*Testo della pagina*
◆ ◆ ◆ ◆ ◆ ◆ ◆

Innanzi tutto, non è casuale la scelta di un Paese al cuore dell’Asia tra due potenze nucleari come la Federazione Russa e la Repubblica Popolare Cinese che hanno guerreggiato per il controllo della Mongolia (come contro le ingerenze del Giappone). Il Pontefice avrebbe potuto rimandare sine die il suo viaggio viste le proprie condizioni di salute, ma in Mongolia ha potuto ricordare (implicitamente) il “suo” Trattato per il bando delle armi nucleari e il Catechismo della Chiesa cattolica, in cui ha inserito un divieto rafforzato alla pena di morte, oltre che all’uso del “deterrente atomico”. E la promozione della pace e della cultura della non-violenza da parte delle religioni implica questi due divieti.
Infatti la Mongolia, il Papa ha rimarcato; “con la sua ampia rete di relazioni diplomatiche, la sua attiva adesione alle Nazioni Unite, il suo impegno per i diritti umani e per la pace, riveste un ruolo significativo nel cuore del grande continente asiatico e nello scenario internazionale. Vorrei menzionare anche la vostra determinazione a fermare la proliferazione nucleare e a presentarsi al mondo come Paese senza armi nucleari: la Mongolia non è solo una nazione democratica che attua una politica estera pacifica, ma si propone di svolgere un ruolo importante per la pace mondiale. Inoltre – altro provvido elemento da segnalare – la pena capitale non compare più nel vostro ordinamento giudiziale”. Sotto traccia c’è la certezza, anche per evitare escalation nucleari, che in Ucraina sia subito necessario il cessate il fuoco.

◆ ◆ ◆ ◆ ◆ ◆ ◆

*Esercizio 1*
Raccogli dall'elenco qui sotto ogni riga che contiene la stringa "eyeglasses". Le maiuscole e le minuscole contano.

*Elenco dell'esercizio*
◆ ◆ ◆ ◆ ◆ ◆ ◆

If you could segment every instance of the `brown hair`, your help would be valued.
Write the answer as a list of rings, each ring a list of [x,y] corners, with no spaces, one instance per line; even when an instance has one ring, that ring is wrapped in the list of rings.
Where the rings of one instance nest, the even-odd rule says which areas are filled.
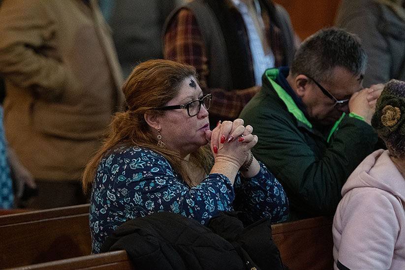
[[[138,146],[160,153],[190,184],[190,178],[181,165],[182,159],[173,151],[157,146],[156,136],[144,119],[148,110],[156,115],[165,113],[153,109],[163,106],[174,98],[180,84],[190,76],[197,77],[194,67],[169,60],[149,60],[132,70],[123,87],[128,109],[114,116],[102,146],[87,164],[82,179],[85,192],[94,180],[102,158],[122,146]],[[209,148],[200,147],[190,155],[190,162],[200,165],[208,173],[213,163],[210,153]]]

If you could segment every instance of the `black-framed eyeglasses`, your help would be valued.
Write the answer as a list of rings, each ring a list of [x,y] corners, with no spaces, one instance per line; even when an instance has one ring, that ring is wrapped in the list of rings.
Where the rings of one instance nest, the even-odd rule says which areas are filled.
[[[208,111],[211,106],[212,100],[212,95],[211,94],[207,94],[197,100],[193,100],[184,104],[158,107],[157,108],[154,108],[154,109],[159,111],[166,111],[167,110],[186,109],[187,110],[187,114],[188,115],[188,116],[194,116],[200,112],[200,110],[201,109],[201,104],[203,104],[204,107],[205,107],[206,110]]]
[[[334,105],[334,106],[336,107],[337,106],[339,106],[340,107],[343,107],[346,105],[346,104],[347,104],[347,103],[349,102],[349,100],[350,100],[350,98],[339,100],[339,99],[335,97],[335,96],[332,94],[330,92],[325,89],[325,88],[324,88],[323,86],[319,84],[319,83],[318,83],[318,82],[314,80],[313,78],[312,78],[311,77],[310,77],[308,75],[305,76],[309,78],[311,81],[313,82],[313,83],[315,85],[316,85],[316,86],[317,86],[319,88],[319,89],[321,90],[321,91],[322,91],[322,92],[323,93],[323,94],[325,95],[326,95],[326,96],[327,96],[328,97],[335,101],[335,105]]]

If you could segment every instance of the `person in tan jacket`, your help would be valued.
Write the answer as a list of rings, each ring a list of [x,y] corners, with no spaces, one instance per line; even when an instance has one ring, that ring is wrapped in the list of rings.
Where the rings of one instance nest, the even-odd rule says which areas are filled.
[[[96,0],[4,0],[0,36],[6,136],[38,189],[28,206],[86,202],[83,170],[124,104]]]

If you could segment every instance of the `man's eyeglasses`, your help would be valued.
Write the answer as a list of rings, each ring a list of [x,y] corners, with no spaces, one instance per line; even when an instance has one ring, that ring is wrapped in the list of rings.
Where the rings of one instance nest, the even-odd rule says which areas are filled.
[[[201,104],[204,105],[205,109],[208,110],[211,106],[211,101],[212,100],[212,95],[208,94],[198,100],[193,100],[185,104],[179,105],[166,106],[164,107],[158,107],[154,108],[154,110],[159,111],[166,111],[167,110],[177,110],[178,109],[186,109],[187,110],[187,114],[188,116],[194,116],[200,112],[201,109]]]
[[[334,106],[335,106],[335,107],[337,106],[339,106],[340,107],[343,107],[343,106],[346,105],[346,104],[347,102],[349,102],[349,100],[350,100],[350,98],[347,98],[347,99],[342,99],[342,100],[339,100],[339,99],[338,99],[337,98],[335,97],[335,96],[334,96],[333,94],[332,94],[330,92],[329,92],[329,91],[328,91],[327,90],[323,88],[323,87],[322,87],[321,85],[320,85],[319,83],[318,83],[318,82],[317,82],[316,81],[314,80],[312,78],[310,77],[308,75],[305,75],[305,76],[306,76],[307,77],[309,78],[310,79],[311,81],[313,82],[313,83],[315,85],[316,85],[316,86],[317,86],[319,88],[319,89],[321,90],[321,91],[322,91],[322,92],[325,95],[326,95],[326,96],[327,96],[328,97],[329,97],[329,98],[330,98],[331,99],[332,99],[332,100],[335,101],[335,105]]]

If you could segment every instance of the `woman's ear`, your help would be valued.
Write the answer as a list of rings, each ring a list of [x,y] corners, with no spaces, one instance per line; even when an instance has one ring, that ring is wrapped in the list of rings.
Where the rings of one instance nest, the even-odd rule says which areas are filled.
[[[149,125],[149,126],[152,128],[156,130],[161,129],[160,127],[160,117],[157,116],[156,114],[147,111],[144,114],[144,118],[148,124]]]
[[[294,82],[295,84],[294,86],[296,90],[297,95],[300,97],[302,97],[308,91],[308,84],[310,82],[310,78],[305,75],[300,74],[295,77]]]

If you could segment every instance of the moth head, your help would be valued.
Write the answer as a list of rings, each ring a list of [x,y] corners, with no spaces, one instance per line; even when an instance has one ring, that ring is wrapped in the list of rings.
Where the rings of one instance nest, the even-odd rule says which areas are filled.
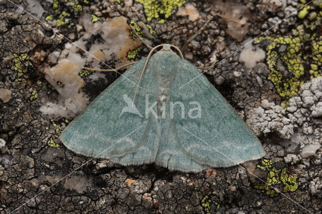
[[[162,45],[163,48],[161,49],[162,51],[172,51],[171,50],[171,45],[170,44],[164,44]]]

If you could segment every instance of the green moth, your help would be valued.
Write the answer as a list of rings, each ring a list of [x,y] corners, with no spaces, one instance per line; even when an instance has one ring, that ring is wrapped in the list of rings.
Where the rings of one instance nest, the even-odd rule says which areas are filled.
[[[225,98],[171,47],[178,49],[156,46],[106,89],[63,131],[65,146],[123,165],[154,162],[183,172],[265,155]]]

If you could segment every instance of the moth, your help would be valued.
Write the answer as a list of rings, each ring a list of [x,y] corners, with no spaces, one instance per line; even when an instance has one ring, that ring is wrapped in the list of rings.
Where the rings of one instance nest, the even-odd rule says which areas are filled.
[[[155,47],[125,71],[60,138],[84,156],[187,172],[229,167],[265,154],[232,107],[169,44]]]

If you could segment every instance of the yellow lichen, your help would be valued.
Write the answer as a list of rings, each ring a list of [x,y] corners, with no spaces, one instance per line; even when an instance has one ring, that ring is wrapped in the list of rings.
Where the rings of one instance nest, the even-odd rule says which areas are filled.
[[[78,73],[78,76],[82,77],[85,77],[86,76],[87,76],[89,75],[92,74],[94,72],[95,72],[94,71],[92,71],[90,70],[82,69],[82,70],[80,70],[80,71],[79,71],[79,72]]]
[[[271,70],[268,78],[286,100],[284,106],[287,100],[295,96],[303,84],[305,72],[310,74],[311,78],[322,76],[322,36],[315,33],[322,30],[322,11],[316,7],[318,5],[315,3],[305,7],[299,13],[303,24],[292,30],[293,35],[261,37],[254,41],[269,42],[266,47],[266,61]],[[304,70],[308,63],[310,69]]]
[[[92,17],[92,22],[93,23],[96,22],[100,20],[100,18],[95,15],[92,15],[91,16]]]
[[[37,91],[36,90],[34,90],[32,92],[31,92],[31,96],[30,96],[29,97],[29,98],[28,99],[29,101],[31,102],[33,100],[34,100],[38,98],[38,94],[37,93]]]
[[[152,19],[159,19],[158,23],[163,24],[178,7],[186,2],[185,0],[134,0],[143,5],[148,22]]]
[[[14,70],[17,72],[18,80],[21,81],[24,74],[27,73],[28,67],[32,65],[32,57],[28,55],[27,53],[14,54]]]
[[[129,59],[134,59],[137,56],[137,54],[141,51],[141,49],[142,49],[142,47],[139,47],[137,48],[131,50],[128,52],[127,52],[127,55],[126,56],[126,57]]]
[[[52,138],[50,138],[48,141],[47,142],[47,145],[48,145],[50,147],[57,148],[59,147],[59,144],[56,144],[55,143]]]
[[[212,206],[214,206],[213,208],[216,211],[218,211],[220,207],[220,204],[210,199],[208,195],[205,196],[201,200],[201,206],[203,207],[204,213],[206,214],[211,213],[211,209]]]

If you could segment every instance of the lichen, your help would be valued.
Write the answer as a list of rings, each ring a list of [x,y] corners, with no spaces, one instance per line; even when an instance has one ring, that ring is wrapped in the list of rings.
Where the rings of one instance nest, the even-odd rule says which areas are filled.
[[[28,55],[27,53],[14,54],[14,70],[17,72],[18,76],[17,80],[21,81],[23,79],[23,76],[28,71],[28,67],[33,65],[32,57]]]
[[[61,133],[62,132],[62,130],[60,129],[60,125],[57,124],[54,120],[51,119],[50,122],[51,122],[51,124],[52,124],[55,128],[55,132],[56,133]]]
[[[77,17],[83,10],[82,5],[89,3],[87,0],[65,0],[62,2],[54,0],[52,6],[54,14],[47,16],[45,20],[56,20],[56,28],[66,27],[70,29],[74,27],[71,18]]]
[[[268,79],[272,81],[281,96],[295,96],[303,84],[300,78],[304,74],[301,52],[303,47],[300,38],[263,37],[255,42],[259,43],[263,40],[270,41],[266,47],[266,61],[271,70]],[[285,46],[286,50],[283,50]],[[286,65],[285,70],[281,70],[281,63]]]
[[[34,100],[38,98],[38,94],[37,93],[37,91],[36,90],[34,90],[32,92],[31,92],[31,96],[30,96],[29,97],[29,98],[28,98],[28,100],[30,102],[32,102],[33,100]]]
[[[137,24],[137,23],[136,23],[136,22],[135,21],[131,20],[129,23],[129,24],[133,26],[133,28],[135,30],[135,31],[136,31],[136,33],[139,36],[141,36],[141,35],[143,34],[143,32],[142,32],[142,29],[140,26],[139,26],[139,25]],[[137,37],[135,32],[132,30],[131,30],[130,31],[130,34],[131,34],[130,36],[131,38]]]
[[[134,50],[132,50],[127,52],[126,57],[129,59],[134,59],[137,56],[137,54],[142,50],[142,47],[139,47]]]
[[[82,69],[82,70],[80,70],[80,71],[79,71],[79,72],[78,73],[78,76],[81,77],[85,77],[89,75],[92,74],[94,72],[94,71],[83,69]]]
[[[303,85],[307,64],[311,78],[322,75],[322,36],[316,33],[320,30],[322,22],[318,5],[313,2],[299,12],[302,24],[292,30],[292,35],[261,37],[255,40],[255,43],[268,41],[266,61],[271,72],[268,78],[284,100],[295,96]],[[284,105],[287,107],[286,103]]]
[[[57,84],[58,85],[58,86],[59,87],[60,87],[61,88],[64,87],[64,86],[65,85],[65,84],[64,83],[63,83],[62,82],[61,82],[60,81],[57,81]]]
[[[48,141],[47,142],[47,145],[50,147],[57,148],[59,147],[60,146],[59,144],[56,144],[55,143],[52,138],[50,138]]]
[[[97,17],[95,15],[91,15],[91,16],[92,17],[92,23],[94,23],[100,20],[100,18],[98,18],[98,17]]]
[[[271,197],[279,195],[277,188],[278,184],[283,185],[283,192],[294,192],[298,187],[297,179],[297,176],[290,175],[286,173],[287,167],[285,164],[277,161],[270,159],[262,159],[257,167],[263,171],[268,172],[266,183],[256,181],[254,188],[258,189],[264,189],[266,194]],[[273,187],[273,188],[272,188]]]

◆ ◆ ◆ ◆ ◆ ◆ ◆

*Esercizio 2*
Traduci in inglese questa frase del testo sul viaggio del Papa in Mongolia: «Sotto traccia c’è la certezza, anche per evitare escalation nucleari, che in Ucraina sia subito necessario il cessate il fuoco.»

*Soluzione 1*
If you could segment every instance of the `black-framed eyeglasses`, your help would be valued.
If you could segment every instance of the `man's eyeglasses`, your help would be valued.

*Soluzione 2*
Beneath the surface lies the certainty, partly to avoid nuclear escalation, that an immediate ceasefire is needed in Ukraine.